Region pointing data
* * * * * * * * *
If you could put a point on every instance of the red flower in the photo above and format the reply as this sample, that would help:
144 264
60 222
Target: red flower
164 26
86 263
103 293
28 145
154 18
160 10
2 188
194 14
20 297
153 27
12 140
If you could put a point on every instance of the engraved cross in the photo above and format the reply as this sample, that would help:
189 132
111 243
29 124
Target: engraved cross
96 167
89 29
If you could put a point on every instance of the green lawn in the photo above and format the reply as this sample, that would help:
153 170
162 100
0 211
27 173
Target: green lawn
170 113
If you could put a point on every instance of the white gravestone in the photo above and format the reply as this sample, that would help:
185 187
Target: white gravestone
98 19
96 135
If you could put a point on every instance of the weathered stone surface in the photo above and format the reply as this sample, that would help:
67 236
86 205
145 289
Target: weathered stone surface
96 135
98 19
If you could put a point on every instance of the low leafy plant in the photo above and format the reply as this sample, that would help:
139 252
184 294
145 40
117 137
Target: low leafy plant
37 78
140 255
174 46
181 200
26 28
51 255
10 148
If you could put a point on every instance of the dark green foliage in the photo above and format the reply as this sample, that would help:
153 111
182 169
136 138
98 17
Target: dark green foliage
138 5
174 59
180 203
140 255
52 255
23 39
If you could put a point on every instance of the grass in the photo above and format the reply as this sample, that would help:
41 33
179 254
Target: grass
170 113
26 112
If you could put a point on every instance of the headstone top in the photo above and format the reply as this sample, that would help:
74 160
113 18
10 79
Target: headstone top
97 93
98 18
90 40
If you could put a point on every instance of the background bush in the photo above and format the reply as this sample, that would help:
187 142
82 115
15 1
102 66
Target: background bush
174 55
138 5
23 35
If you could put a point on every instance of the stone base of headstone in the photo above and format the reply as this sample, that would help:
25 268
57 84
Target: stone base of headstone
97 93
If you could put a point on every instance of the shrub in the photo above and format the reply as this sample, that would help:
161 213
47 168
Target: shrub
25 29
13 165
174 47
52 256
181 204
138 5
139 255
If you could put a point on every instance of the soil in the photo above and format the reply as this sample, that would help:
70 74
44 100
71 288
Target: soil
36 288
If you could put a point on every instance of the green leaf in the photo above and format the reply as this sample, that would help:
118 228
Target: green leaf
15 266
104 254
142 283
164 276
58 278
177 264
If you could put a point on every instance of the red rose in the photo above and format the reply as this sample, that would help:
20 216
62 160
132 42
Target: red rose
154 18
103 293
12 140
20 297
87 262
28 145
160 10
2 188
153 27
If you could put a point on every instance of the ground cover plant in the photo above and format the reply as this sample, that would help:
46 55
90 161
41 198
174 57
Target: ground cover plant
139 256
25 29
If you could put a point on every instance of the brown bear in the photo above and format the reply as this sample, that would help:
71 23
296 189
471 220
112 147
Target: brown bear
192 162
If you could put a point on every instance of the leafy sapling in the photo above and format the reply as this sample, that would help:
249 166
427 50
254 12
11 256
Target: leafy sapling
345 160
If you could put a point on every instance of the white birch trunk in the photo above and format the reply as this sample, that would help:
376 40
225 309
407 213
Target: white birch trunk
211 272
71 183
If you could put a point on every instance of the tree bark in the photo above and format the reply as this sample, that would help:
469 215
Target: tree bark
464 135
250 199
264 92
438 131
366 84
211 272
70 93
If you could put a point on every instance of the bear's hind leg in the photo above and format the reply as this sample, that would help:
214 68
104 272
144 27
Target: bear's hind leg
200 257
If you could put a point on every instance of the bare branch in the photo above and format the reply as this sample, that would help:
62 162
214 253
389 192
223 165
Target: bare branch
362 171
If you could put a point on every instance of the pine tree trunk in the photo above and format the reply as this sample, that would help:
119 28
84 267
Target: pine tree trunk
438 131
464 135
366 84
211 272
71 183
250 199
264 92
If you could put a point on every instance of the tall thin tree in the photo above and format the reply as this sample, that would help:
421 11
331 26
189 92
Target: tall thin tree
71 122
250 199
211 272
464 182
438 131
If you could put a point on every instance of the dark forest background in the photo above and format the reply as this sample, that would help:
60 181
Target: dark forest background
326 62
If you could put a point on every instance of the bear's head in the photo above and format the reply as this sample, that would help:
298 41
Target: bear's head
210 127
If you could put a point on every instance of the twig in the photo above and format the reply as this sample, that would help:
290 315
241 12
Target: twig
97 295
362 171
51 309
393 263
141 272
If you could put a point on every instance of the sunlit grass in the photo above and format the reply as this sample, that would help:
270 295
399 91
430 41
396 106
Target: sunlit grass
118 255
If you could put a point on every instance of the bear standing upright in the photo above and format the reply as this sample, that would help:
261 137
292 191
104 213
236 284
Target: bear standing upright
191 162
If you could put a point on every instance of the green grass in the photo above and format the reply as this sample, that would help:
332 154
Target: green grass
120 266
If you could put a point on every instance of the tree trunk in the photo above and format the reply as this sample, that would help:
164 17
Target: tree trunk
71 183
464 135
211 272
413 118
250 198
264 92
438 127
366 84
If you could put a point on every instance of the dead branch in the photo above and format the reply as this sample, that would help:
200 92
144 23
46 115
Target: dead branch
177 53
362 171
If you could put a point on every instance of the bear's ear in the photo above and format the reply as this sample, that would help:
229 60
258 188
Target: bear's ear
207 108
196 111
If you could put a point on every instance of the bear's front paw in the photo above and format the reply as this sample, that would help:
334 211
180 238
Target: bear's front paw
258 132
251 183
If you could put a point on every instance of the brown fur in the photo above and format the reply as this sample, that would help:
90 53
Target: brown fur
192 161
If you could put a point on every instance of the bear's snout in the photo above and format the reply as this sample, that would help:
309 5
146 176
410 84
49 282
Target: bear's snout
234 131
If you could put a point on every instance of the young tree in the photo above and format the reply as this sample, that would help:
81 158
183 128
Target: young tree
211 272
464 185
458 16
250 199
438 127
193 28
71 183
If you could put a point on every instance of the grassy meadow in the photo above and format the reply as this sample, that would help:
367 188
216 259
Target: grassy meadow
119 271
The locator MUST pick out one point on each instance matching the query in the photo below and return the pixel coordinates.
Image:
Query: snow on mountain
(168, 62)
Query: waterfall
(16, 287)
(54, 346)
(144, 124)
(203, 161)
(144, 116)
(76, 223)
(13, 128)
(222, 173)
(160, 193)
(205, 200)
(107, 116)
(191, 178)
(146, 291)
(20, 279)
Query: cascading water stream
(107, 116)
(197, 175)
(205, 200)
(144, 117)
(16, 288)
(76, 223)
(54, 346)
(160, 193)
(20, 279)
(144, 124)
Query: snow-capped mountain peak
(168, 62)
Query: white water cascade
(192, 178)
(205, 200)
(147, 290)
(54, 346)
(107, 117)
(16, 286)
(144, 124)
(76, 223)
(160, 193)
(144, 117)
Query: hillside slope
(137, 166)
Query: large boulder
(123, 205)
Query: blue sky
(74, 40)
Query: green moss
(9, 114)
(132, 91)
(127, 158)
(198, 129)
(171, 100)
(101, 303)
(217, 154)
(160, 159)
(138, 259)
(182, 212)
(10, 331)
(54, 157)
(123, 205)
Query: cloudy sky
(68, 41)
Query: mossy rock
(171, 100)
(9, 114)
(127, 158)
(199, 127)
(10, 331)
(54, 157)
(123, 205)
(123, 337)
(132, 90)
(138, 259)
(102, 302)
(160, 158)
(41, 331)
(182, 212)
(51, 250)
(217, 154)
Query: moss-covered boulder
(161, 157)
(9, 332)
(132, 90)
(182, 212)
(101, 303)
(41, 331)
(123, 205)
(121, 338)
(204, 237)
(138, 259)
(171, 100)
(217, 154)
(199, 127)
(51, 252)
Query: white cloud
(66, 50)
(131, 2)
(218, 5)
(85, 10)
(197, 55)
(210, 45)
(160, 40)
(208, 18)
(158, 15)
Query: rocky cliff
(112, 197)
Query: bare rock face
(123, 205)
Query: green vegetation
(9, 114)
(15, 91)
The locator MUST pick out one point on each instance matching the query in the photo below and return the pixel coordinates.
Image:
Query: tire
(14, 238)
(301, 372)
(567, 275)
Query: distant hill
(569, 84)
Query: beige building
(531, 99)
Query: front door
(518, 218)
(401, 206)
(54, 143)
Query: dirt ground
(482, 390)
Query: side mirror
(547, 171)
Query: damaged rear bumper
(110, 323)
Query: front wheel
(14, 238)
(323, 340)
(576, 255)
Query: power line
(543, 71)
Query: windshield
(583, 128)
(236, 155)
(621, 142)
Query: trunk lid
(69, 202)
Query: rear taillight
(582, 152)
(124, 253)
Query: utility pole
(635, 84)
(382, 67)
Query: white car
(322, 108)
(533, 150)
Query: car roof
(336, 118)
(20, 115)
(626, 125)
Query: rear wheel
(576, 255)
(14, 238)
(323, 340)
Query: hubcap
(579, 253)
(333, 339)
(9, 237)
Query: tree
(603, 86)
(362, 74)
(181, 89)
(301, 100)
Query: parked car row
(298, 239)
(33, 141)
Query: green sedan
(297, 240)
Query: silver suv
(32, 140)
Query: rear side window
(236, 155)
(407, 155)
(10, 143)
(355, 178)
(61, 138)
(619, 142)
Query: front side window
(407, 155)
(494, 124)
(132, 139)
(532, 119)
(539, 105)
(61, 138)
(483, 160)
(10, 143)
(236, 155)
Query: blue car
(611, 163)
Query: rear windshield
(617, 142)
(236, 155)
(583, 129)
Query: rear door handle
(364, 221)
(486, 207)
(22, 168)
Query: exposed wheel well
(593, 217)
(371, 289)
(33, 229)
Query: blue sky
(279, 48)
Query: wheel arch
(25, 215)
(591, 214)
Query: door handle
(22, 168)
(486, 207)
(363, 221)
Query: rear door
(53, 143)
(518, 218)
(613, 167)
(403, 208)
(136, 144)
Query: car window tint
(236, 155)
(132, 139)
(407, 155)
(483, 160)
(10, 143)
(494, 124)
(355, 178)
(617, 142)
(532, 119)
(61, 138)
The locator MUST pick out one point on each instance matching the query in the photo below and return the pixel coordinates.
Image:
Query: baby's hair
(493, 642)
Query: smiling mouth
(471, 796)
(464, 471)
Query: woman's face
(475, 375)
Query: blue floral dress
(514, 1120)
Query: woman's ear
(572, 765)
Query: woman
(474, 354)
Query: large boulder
* * * * * * * * *
- [WHAT TO PRODUCE] Starting at the line that contains "Query: car roof", reproduce each line through the end of the records exactly, both ends included.

- [ANSWER SPACE]
Query: car roof
(336, 118)
(20, 115)
(626, 125)
Query: rear wheel
(576, 255)
(14, 238)
(323, 340)
Query: hubcap
(579, 253)
(333, 339)
(9, 237)
Query: tree
(603, 86)
(362, 74)
(181, 89)
(301, 100)
Query: parked car row
(298, 239)
(33, 141)
Query: green sedan
(297, 240)
Query: silver suv
(32, 140)
Query: rear side window
(236, 155)
(407, 155)
(10, 143)
(355, 178)
(61, 138)
(619, 142)
Query: front side window
(407, 155)
(494, 124)
(132, 139)
(532, 119)
(539, 105)
(61, 138)
(483, 160)
(10, 143)
(236, 155)
Query: blue car
(611, 163)
Query: rear windshield
(617, 142)
(236, 155)
(583, 129)
Query: rear door handle
(364, 221)
(486, 207)
(22, 168)
Query: exposed wheel well
(593, 217)
(371, 289)
(33, 229)
Query: blue sky
(279, 48)
Query: wheel arch
(25, 215)
(591, 214)
Query: door handle
(22, 168)
(486, 207)
(363, 221)
Query: rear door
(53, 143)
(518, 218)
(613, 167)
(403, 208)
(136, 144)
Query: car window tint
(236, 155)
(132, 139)
(407, 155)
(483, 160)
(10, 143)
(494, 124)
(355, 178)
(617, 142)
(532, 119)
(61, 138)
The locator MUST pick out one point on each instance matching the query in the photo below and return the pixel coordinates.
Image:
Query: baby's hair
(493, 642)
Query: smiling mouth
(471, 796)
(464, 471)
Query: woman's face
(475, 375)
Query: blue floral dress
(514, 1120)
Query: woman's ear
(572, 765)
Query: woman
(474, 354)
Query: large boulder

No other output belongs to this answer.